◆ **Exercise details**: Using the listing, copy each whole line that features "rightmost".

◆ **Material provided**:
======

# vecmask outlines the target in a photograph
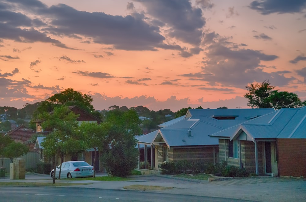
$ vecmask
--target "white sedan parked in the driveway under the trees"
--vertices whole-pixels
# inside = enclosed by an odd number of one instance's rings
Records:
[[[56,166],[55,178],[58,178],[60,165]],[[62,163],[61,178],[83,178],[92,177],[94,175],[94,167],[85,161],[66,161]],[[51,170],[50,176],[53,179],[54,169]]]

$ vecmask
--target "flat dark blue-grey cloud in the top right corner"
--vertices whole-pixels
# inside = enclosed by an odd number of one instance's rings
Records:
[[[249,8],[263,15],[271,13],[300,13],[306,8],[305,0],[257,0],[253,1]]]

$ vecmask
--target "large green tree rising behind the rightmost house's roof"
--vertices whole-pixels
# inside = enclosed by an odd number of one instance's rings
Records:
[[[306,102],[302,102],[297,94],[287,91],[274,90],[269,80],[261,84],[250,84],[246,86],[248,93],[244,95],[248,99],[248,106],[252,108],[293,108],[302,107]]]

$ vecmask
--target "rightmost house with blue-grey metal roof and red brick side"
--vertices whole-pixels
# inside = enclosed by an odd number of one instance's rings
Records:
[[[306,176],[306,107],[282,108],[211,134],[219,161],[258,175]]]

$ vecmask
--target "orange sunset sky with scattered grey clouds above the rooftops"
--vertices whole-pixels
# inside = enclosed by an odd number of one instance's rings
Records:
[[[264,80],[304,101],[305,77],[306,0],[0,0],[0,106],[246,108]]]

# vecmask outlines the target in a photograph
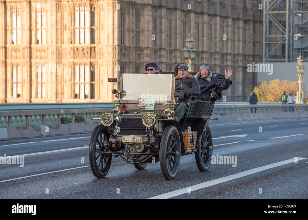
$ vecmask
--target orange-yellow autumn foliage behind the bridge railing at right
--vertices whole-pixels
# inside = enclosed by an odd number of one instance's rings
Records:
[[[286,91],[286,95],[288,96],[289,93],[296,96],[298,83],[297,81],[280,79],[273,79],[270,80],[270,82],[261,81],[253,88],[253,91],[258,97],[258,102],[281,102],[280,97],[283,94],[283,91]],[[304,92],[304,102],[308,103],[308,94],[304,84],[302,84],[302,91]],[[252,92],[250,92],[250,95],[251,94]]]

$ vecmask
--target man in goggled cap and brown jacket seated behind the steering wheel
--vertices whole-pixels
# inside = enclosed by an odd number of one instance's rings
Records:
[[[200,95],[200,87],[197,79],[190,73],[188,74],[188,66],[184,63],[179,63],[174,67],[174,72],[177,74],[174,77],[174,99],[179,103],[174,108],[174,119],[179,122],[187,109],[187,101],[190,95]]]

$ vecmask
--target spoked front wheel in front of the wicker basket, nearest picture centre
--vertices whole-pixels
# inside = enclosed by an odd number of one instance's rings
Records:
[[[173,146],[170,147],[171,144]],[[178,155],[169,156],[167,154],[168,152],[176,151],[179,152]],[[164,129],[159,149],[160,169],[165,179],[172,180],[175,178],[180,167],[180,158],[180,135],[175,126],[169,125]]]

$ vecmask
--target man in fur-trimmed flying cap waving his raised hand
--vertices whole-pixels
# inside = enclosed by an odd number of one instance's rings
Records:
[[[202,64],[199,68],[199,72],[194,76],[200,85],[201,94],[197,96],[198,99],[202,101],[216,101],[221,99],[222,90],[226,90],[230,87],[230,76],[233,73],[233,69],[225,70],[225,77],[223,79],[218,79],[214,75],[209,68],[208,64]],[[213,91],[213,97],[211,98],[212,89],[217,91]],[[216,96],[215,96],[216,95]],[[218,96],[217,96],[218,95]]]

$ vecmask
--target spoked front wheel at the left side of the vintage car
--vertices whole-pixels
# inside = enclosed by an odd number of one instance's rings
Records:
[[[105,138],[104,138],[105,137]],[[104,125],[97,125],[92,132],[89,144],[89,162],[90,168],[94,176],[102,178],[107,175],[112,156],[103,158],[103,155],[99,155],[99,151],[107,152],[104,147],[104,143],[109,140],[108,133],[104,130]],[[99,145],[97,149],[96,145]],[[100,166],[100,168],[99,168]]]

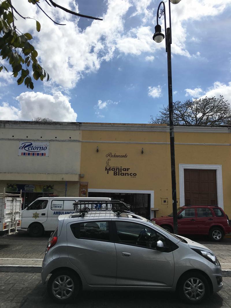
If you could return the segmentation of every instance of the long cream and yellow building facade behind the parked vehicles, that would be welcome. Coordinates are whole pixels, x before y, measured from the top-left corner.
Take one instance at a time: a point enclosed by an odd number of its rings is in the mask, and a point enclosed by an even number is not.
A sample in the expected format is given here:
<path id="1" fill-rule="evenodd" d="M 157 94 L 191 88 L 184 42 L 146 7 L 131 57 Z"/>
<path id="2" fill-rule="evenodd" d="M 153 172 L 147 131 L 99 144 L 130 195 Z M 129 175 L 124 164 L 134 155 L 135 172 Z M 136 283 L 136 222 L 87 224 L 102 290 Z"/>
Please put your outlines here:
<path id="1" fill-rule="evenodd" d="M 60 197 L 120 199 L 147 218 L 172 212 L 166 125 L 0 121 L 0 134 L 1 190 L 45 186 Z M 48 144 L 49 154 L 21 153 L 25 142 Z M 178 206 L 217 204 L 231 217 L 230 145 L 230 127 L 175 127 Z"/>

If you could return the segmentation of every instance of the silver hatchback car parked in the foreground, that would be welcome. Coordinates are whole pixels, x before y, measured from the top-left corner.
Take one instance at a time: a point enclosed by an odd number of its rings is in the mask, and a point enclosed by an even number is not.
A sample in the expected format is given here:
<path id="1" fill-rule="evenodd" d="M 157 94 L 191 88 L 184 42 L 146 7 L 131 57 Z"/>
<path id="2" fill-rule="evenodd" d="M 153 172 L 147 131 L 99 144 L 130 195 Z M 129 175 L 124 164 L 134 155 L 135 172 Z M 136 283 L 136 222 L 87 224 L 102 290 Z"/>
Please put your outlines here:
<path id="1" fill-rule="evenodd" d="M 43 259 L 42 281 L 56 301 L 80 290 L 168 290 L 198 304 L 221 290 L 221 265 L 205 246 L 133 213 L 59 216 Z"/>

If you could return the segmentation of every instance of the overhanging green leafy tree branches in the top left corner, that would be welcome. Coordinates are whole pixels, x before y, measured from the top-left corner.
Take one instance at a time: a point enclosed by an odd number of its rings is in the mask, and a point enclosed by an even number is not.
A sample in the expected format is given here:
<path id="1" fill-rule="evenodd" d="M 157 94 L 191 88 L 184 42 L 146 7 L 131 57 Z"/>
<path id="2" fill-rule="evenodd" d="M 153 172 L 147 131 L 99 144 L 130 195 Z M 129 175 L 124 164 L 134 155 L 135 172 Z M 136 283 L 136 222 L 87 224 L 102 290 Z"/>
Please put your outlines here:
<path id="1" fill-rule="evenodd" d="M 26 1 L 26 0 L 20 0 Z M 27 0 L 29 3 L 36 5 L 48 18 L 50 18 L 53 22 L 55 22 L 50 16 L 47 15 L 46 11 L 40 6 L 39 0 Z M 53 8 L 58 8 L 60 10 L 64 10 L 69 14 L 73 14 L 80 17 L 86 17 L 91 19 L 102 20 L 101 18 L 87 16 L 83 14 L 79 14 L 68 10 L 67 8 L 58 5 L 52 0 L 44 0 L 44 4 L 49 5 Z M 32 39 L 32 35 L 30 33 L 22 33 L 15 26 L 15 15 L 20 18 L 27 19 L 30 17 L 24 17 L 20 14 L 15 7 L 12 5 L 11 0 L 5 0 L 0 4 L 0 56 L 2 60 L 6 59 L 6 61 L 12 67 L 12 75 L 17 79 L 17 83 L 24 84 L 27 88 L 33 89 L 34 84 L 32 78 L 30 76 L 30 64 L 32 67 L 32 74 L 35 80 L 42 80 L 47 78 L 49 80 L 49 74 L 47 71 L 41 67 L 38 63 L 37 57 L 38 52 L 34 49 L 34 46 L 29 43 Z M 30 18 L 34 19 L 34 18 Z M 36 22 L 36 30 L 39 32 L 41 29 L 41 25 L 39 21 Z M 65 24 L 60 24 L 55 22 L 57 25 L 65 26 Z M 7 68 L 0 61 L 0 72 Z"/>

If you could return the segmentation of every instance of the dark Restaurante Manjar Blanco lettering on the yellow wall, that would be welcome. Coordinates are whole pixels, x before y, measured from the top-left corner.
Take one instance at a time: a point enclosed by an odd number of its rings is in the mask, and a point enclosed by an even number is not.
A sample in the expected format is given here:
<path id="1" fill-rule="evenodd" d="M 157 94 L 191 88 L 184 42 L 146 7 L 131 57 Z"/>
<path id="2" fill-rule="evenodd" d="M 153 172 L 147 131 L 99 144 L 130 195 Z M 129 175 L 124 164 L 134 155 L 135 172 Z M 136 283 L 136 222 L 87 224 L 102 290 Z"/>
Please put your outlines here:
<path id="1" fill-rule="evenodd" d="M 123 160 L 121 163 L 121 158 L 127 158 L 127 153 L 125 154 L 118 154 L 118 153 L 107 153 L 106 154 L 106 166 L 105 171 L 107 174 L 111 174 L 113 176 L 128 176 L 128 177 L 136 177 L 137 173 L 132 170 L 132 168 L 128 168 L 126 160 Z M 117 158 L 115 160 L 115 158 Z"/>

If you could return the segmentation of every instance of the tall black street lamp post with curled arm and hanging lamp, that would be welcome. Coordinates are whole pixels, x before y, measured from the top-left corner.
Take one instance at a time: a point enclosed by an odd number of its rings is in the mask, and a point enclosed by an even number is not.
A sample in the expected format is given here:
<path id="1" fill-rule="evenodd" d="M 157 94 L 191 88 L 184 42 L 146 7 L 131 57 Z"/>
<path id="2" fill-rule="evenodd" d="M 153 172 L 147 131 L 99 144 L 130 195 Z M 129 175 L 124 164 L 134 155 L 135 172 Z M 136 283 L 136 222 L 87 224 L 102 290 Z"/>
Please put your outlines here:
<path id="1" fill-rule="evenodd" d="M 165 45 L 168 58 L 168 109 L 169 109 L 169 129 L 170 129 L 170 152 L 171 152 L 171 175 L 172 175 L 172 212 L 173 212 L 173 232 L 178 234 L 177 228 L 177 204 L 176 204 L 176 168 L 175 168 L 175 147 L 174 147 L 174 127 L 173 127 L 173 107 L 172 107 L 172 64 L 171 64 L 171 44 L 172 44 L 172 29 L 171 29 L 171 9 L 170 2 L 177 4 L 180 0 L 168 0 L 169 5 L 169 28 L 166 28 L 165 4 L 160 2 L 156 14 L 156 26 L 153 39 L 156 43 L 160 43 L 164 39 L 164 34 L 161 33 L 161 26 L 158 24 L 158 19 L 164 16 L 165 26 Z M 160 9 L 161 4 L 163 9 Z"/>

======

◆ **Exercise solution**:
--target "large green tree rising behind the rightmost house's roof"
--target "rightmost house with blue-grey metal roof and red brick side"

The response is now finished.